Excerpt:
%%

Side by Side R Barplot with error bars

say I have the means of two datasets that I want to plot as barplots with error bars next to each other in ggplot2, or base
Each dataset consists of a matrix of numbers
10 20 12
10 20 12
10 20 12
which is then transformed into a mean vector of for example 3 elements
10 20 12
What I want to do is to take both mean vectors and plot them as a bar plot where the first element of one is besides the first element of the other
Dataset1Element1Bar-Dataset2Element1Bar Dataset1Element2Bar-Dataset2Element2Bar etc
Give each bar an error bar, say of standard deviation. I know I can calculate it through sd but I'm not sure how to stick it into the graph in the proper form
And lastly color them by their element number (ie Element 1)
I have the code to do one dataset but I'm not sure where to go from there.
result<-barplot(bardata, main="Mean Coverage", names.arg=namePosTargetGroup, ylab="mean Magnitude", cex.names=.4,col=c("red","blue","green"))
legend(10,legend=c("Group1","Group2","Group3"),fill = c("red","blue","green"))
A lot of what I look up gives the answer for one thing or another but its difficult to figure out how to combine them together.
I would generally not recommend plotting just a bar chart with error bars. There are many other ways to plot your data, which reveal the data and its structure a lot better.
Especially if you just have very few cases, plotting means with bars is not good. A good explanation can be found here: Beyond Bar and Line Graphs: Time for a New Data Presentation Paradigm
I find it difficult to give you a good solution, since I don't know your research-question. Knowing what you actually want to show or emphasis would make things easier.
I will give you two suggestions, one for a small dataset, one for a bigger one. All of them are created with ggplot2. I'm not coloring them by their "element number" but by their origin ("dataset 1/2"), since I find it easier to accomplish a proper graphic this way.

%%

Given data:
%%

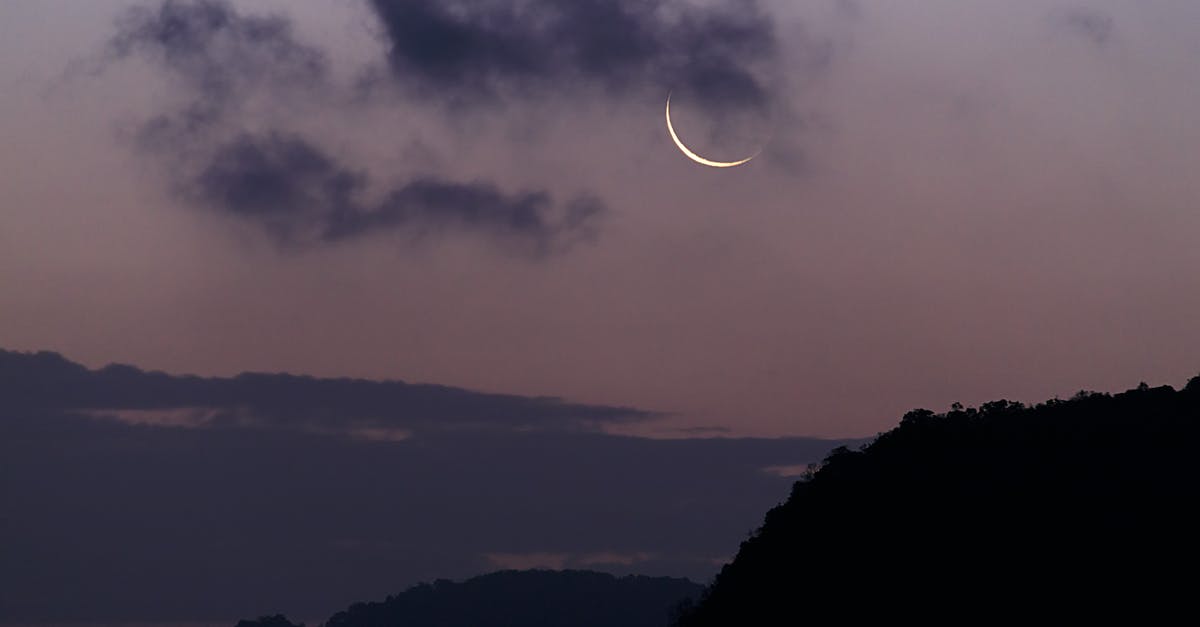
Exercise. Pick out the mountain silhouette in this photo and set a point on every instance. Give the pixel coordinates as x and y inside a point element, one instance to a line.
<point>1068,511</point>
<point>526,598</point>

%%

Pick up the thread on side-by-side R barplots right after its final sentence and keep writing. The listing is not needed for anything here.

Small Dataset
Use geom_jitter to display all your cases, avoiding overplotting.
# import hadleyverse
library(magrittr)
library(dplyr)
library(tidyr)
library(ggplot2)
# generate small amount of data
set.seed(1234)
df1 <- data.frame(v1 = rnorm(5, 4, 1),
v2 = rnorm(5, 5, 1),
v3 = rnorm(5, 6, 1),
origin = rep(factor("df1", levels = c("df1", "df2")), 5))
df2 <- data.frame(v1 = rnorm(5, 4.5, 1),
v2 = rnorm(5, 5.5, 1),
v3 = rnorm(5, 6.5, 1),
origin = rep(factor("df2", levels = c("df1", "df2")), 5))
# merge dataframes and gather in long format
pdata <- bind_rows(df1, df2) %>%
gather(id, variable, -origin)
# plot data
ggplot(pdata, aes(x = id, y = variable, fill = origin, colour = origin)) +
stat_summary(fun.y = mean, geom = "point", position = position_dodge(width = .5),
size = 30, shape = "-", show_guide = F, alpha = .7) + # plot mean as "-"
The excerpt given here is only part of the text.